What you are asked to do
The line with "We need ground-truth boxes for the class desert" marks where to begin. Please copy it and each line after it to the end of the records below, exactly.

[Free-text object descriptions]
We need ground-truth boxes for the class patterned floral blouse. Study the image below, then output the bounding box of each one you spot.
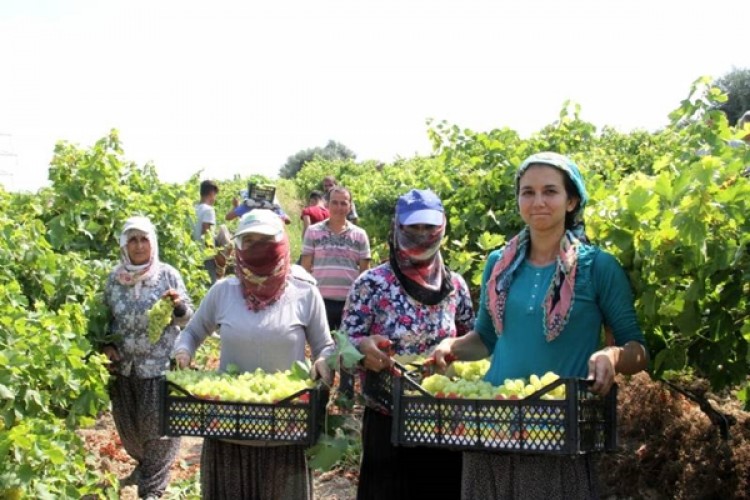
[342,263,475,411]
[105,263,193,378]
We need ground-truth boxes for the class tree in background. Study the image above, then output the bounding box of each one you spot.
[279,140,356,179]
[715,67,750,125]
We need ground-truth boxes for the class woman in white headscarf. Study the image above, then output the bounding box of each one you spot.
[101,216,194,499]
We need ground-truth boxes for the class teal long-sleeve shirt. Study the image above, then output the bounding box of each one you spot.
[476,244,646,385]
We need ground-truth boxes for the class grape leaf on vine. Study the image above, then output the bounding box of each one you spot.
[328,330,364,371]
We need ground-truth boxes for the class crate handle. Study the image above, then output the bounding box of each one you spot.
[165,380,201,400]
[523,378,610,401]
[275,386,317,404]
[391,362,435,398]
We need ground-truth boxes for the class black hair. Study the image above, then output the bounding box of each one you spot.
[200,180,219,198]
[309,190,323,201]
[561,173,581,230]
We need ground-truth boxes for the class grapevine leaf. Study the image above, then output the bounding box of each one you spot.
[290,360,311,381]
[737,384,750,411]
[306,434,350,471]
[329,330,364,371]
[0,384,14,399]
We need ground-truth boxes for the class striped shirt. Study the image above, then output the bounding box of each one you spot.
[302,220,371,301]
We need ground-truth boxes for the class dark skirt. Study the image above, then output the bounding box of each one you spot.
[200,439,313,500]
[109,374,180,498]
[357,408,463,500]
[462,451,599,500]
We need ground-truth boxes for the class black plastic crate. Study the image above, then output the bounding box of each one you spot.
[247,182,276,203]
[159,379,327,445]
[391,377,617,455]
[363,368,397,410]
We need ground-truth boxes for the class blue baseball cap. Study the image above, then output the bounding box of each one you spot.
[396,189,444,226]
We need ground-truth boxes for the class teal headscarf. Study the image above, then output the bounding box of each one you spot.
[515,151,588,240]
[486,152,589,342]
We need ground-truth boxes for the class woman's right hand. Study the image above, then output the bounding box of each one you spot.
[102,345,120,373]
[358,335,395,373]
[173,350,192,369]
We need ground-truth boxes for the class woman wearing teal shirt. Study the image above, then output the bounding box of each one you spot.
[434,152,648,499]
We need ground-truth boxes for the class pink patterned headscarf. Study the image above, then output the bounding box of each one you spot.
[486,228,581,342]
[234,232,291,311]
[392,219,446,291]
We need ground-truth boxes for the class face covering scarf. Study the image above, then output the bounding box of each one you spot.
[389,220,454,306]
[234,234,291,311]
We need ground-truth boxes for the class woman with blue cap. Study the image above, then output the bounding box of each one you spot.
[434,152,649,498]
[342,189,475,499]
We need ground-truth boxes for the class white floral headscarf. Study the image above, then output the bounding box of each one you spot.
[114,216,160,298]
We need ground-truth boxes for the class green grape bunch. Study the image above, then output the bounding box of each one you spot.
[166,364,315,403]
[147,297,173,343]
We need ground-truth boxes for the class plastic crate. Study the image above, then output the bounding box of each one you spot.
[391,377,617,455]
[363,368,397,410]
[248,183,276,203]
[159,379,328,445]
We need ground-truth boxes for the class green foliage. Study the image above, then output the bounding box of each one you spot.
[3,77,750,492]
[279,140,356,179]
[0,280,109,496]
[714,67,750,125]
[300,80,750,401]
[0,129,308,494]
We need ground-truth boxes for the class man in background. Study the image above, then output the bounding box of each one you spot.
[194,180,220,284]
[302,186,370,397]
[322,175,359,224]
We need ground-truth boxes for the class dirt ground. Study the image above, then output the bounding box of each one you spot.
[79,412,358,499]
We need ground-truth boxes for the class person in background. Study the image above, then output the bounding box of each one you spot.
[433,152,649,499]
[225,186,291,224]
[300,190,329,237]
[301,186,370,398]
[729,110,750,147]
[322,175,359,224]
[342,188,475,500]
[101,216,193,500]
[194,180,220,284]
[173,209,334,500]
[736,110,750,140]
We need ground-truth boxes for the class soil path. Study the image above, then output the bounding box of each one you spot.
[80,412,357,499]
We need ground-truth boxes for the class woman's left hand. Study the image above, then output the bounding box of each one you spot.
[358,335,394,373]
[163,289,181,308]
[587,347,618,396]
[311,357,333,386]
[163,289,187,316]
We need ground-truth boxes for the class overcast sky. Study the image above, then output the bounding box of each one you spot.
[0,0,747,192]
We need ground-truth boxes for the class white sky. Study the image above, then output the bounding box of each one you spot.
[0,0,748,192]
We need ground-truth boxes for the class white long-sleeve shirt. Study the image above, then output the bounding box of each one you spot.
[174,266,334,373]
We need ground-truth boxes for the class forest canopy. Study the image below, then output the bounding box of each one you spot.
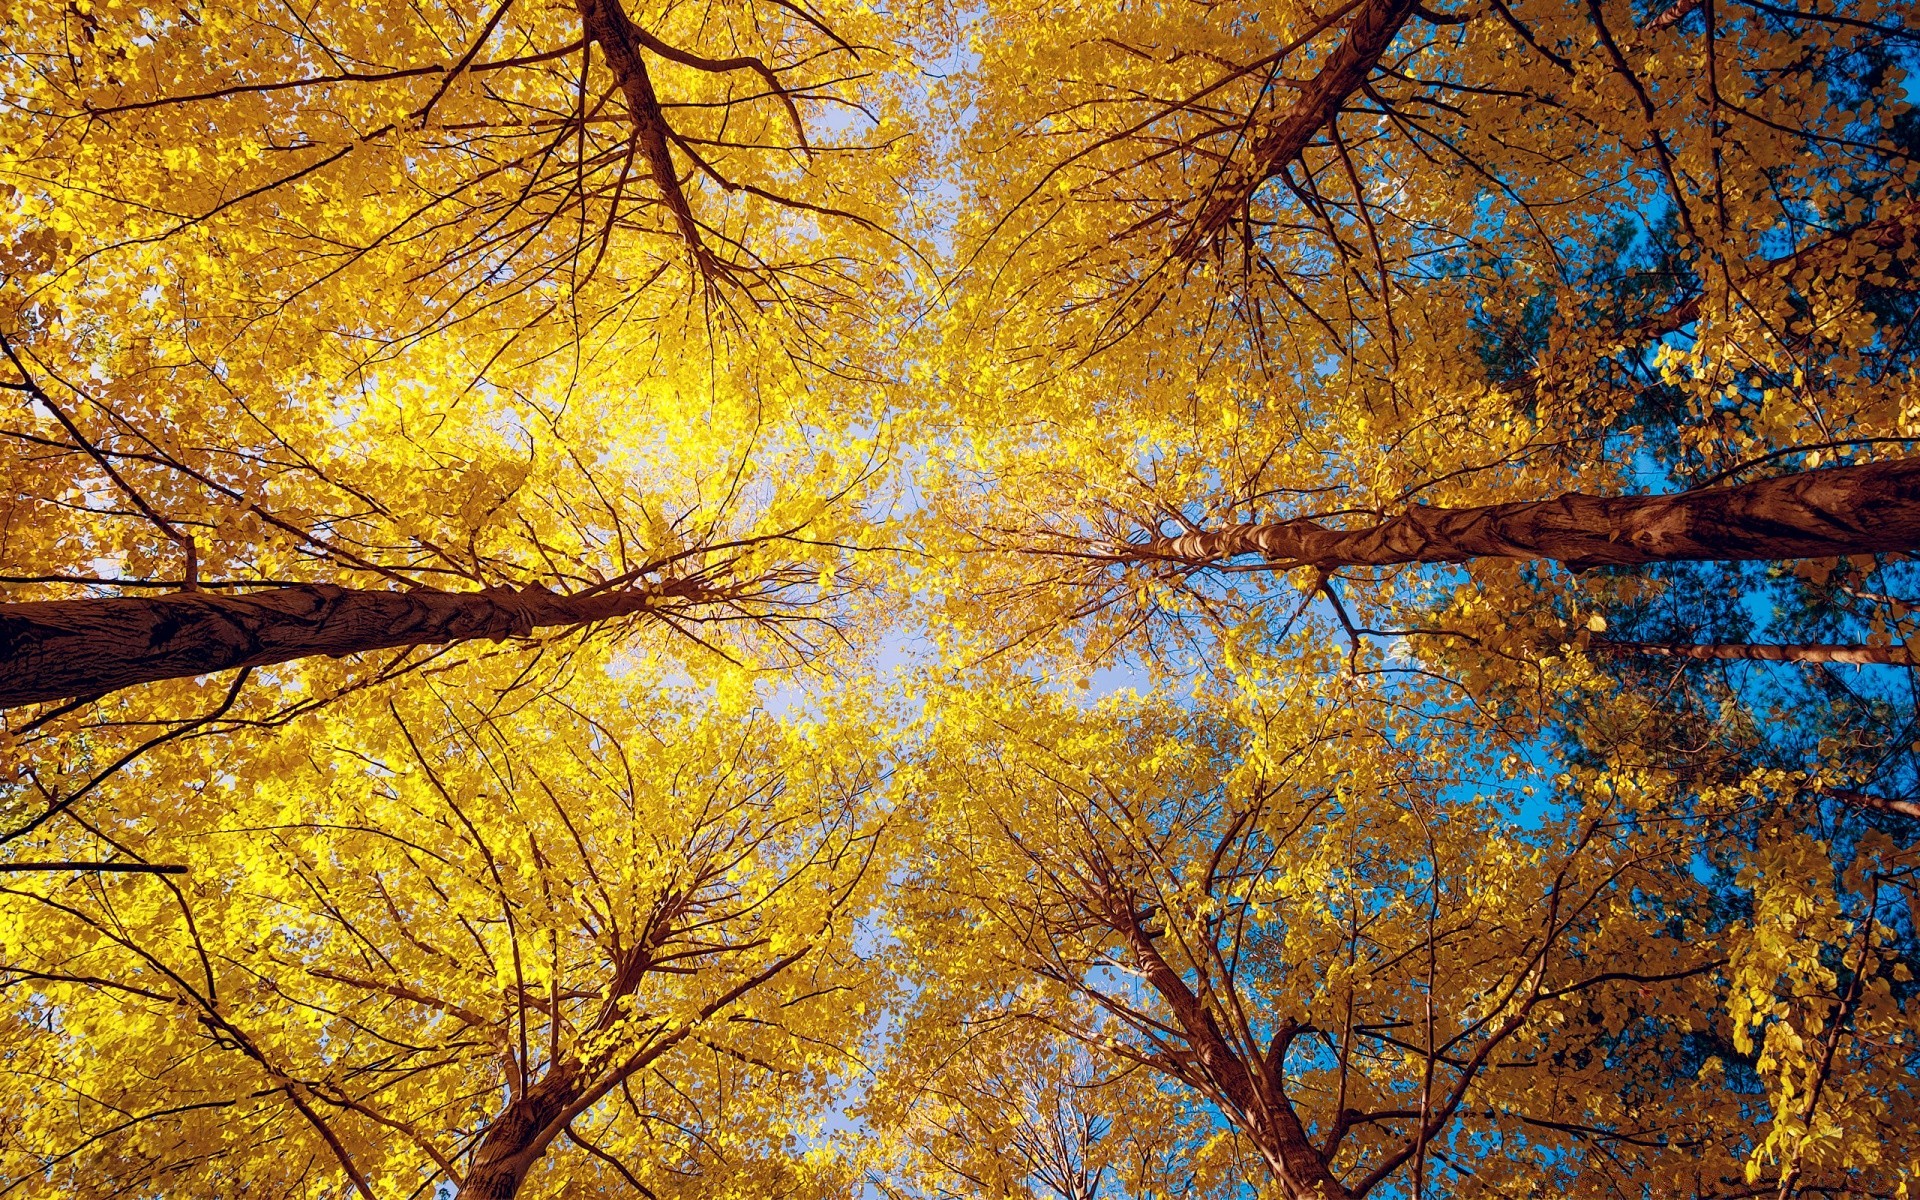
[1,0,1917,1195]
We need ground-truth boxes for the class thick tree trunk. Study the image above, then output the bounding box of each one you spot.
[1595,640,1914,666]
[1176,0,1421,255]
[460,1067,582,1200]
[0,580,702,710]
[1136,459,1920,571]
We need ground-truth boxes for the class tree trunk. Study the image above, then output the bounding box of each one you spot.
[1176,0,1421,255]
[0,580,705,710]
[1107,900,1354,1199]
[577,0,717,276]
[1594,640,1914,666]
[1135,459,1920,571]
[459,1067,583,1200]
[1821,789,1920,820]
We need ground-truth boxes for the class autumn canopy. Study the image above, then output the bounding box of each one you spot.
[1,0,1917,1194]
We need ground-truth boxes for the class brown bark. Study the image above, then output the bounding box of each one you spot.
[1594,640,1914,666]
[459,1066,583,1200]
[1176,0,1422,256]
[577,0,719,277]
[0,861,188,873]
[456,945,805,1198]
[1821,788,1920,820]
[1646,0,1700,30]
[0,580,708,710]
[1134,458,1920,572]
[1107,898,1352,1199]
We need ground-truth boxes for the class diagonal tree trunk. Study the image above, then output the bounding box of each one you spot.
[458,1066,586,1200]
[1820,788,1920,820]
[1104,894,1353,1199]
[1130,459,1920,572]
[577,0,720,277]
[0,579,716,710]
[1175,0,1422,256]
[455,944,807,1198]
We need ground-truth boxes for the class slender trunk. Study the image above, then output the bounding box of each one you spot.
[1648,0,1700,29]
[1641,199,1920,337]
[459,947,806,1197]
[1177,0,1421,255]
[1594,640,1913,666]
[1821,789,1920,820]
[0,580,704,710]
[1108,901,1353,1199]
[577,0,718,275]
[1136,459,1920,571]
[460,1067,582,1200]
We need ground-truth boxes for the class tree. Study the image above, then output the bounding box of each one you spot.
[2,0,914,328]
[0,325,883,847]
[0,0,913,720]
[889,673,1920,1199]
[0,675,891,1198]
[5,0,1920,1195]
[917,0,1919,674]
[866,1017,1228,1200]
[0,561,806,711]
[3,9,913,1188]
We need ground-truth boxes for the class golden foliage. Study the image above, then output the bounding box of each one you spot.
[3,0,1918,1194]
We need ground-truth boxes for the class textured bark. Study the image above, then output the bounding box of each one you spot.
[456,945,805,1198]
[1594,640,1914,666]
[1176,0,1421,256]
[0,861,188,873]
[0,580,703,710]
[1646,0,1700,30]
[1135,459,1920,571]
[459,1066,583,1200]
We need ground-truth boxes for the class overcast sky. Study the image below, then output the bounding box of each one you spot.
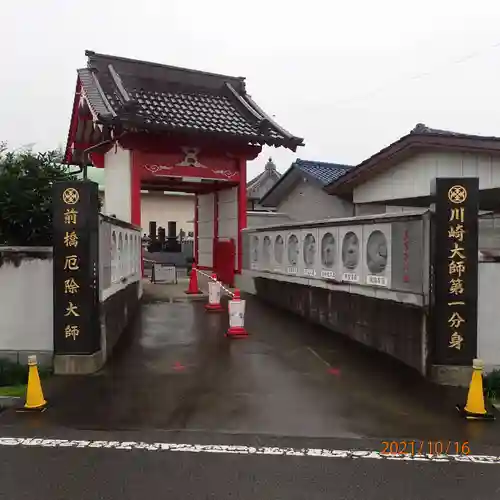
[2,0,500,180]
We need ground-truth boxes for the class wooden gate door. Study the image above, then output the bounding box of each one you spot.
[214,238,235,287]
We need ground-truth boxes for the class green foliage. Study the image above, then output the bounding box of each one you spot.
[483,369,500,401]
[0,359,52,387]
[0,143,77,246]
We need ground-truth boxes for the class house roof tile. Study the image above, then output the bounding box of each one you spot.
[77,51,304,151]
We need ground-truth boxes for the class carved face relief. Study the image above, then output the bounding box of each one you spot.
[303,234,316,266]
[321,232,335,268]
[287,234,299,266]
[274,235,284,263]
[263,236,271,264]
[366,230,388,274]
[251,236,259,262]
[342,231,359,270]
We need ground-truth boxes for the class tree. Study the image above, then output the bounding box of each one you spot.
[0,143,77,246]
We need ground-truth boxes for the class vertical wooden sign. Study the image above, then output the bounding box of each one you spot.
[53,181,100,355]
[432,177,479,365]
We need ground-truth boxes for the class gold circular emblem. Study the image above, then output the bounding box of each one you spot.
[448,185,467,204]
[62,188,79,205]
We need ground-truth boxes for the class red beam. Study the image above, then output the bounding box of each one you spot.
[64,78,82,164]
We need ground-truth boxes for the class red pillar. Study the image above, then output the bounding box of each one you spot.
[194,194,199,265]
[213,190,219,272]
[237,159,247,273]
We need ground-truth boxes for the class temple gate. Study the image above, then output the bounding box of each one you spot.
[64,50,303,285]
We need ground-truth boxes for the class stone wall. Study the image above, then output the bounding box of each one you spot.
[101,281,141,357]
[254,277,427,374]
[0,247,53,366]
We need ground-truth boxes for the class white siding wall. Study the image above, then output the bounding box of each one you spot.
[354,151,500,204]
[277,179,354,221]
[0,255,53,355]
[355,204,424,216]
[478,263,500,372]
[218,186,239,269]
[104,145,132,222]
[197,193,214,267]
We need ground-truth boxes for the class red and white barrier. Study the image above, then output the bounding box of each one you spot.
[226,289,247,338]
[205,273,223,312]
[194,269,248,338]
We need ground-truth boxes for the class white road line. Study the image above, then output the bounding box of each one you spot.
[0,437,499,464]
[307,347,332,368]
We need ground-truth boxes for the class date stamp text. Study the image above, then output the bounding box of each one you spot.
[381,441,470,456]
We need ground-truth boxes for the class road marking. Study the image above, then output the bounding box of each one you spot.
[0,437,499,464]
[307,347,331,368]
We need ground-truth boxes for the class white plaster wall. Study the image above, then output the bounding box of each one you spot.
[218,186,239,269]
[141,192,194,235]
[104,145,132,222]
[355,203,424,216]
[277,179,354,221]
[478,263,500,372]
[0,256,53,353]
[354,151,500,204]
[197,193,214,267]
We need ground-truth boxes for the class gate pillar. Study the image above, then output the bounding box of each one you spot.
[52,180,103,374]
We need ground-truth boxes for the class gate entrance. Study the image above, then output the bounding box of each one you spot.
[64,50,304,279]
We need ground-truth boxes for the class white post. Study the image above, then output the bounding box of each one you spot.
[205,273,223,312]
[226,289,247,337]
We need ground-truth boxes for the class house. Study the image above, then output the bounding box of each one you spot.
[324,123,500,215]
[324,123,500,253]
[258,159,354,221]
[246,157,281,211]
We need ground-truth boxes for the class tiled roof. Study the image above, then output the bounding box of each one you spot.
[410,123,500,140]
[77,51,304,151]
[293,159,353,186]
[258,158,353,207]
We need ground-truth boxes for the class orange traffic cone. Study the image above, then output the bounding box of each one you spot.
[185,262,202,295]
[19,355,47,412]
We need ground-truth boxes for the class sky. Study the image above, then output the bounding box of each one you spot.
[2,0,500,181]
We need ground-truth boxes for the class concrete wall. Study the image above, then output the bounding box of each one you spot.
[0,218,142,372]
[0,247,53,366]
[253,277,427,374]
[353,150,500,204]
[478,262,500,372]
[141,191,194,235]
[104,145,132,222]
[355,203,424,216]
[277,179,353,221]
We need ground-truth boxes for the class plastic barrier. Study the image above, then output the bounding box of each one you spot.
[205,273,223,312]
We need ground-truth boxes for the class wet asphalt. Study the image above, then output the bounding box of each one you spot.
[2,290,500,498]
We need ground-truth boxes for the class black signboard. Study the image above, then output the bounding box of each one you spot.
[53,181,100,355]
[432,177,479,365]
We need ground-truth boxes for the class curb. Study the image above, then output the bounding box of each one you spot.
[0,396,22,410]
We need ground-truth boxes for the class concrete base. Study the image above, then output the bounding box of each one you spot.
[54,350,105,375]
[0,350,53,367]
[430,364,473,387]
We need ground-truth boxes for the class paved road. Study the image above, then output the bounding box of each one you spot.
[2,292,500,498]
[1,429,500,499]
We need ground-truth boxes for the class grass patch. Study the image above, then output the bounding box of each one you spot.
[0,384,26,398]
[0,359,52,388]
[483,369,500,404]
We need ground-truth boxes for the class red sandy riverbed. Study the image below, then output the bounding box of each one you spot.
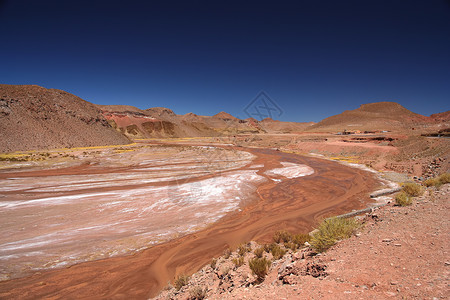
[0,143,380,299]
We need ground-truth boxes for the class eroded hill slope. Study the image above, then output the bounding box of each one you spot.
[0,85,130,153]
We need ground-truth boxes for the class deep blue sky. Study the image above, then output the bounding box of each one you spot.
[1,0,449,122]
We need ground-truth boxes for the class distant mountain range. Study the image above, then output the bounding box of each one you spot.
[0,84,448,152]
[98,104,313,139]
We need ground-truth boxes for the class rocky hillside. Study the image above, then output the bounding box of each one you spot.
[308,102,436,133]
[98,105,313,139]
[0,85,130,153]
[431,110,450,122]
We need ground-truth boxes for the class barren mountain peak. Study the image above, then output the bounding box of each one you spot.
[213,111,238,120]
[96,104,143,113]
[261,117,275,122]
[145,107,175,116]
[358,101,410,113]
[430,110,450,122]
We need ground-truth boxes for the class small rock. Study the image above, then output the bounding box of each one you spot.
[394,243,401,247]
[382,238,392,242]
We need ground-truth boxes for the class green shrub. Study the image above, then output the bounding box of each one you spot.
[253,246,265,258]
[284,241,297,251]
[270,243,287,260]
[402,182,423,197]
[249,257,271,283]
[310,217,360,253]
[292,233,311,247]
[188,286,207,300]
[174,274,190,290]
[273,230,292,243]
[395,191,412,206]
[232,256,244,267]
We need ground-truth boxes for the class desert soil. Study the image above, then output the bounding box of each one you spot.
[158,184,449,300]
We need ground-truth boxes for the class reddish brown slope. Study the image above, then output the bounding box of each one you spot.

The answer
We need ground-truth boxes for the class desert soil. Study the image above, then output the bounding box of each one you spot.
[158,184,449,300]
We need ground-truth boxes for the class reddish brown slope. Study the image above, then output the bounding box of each one you spot.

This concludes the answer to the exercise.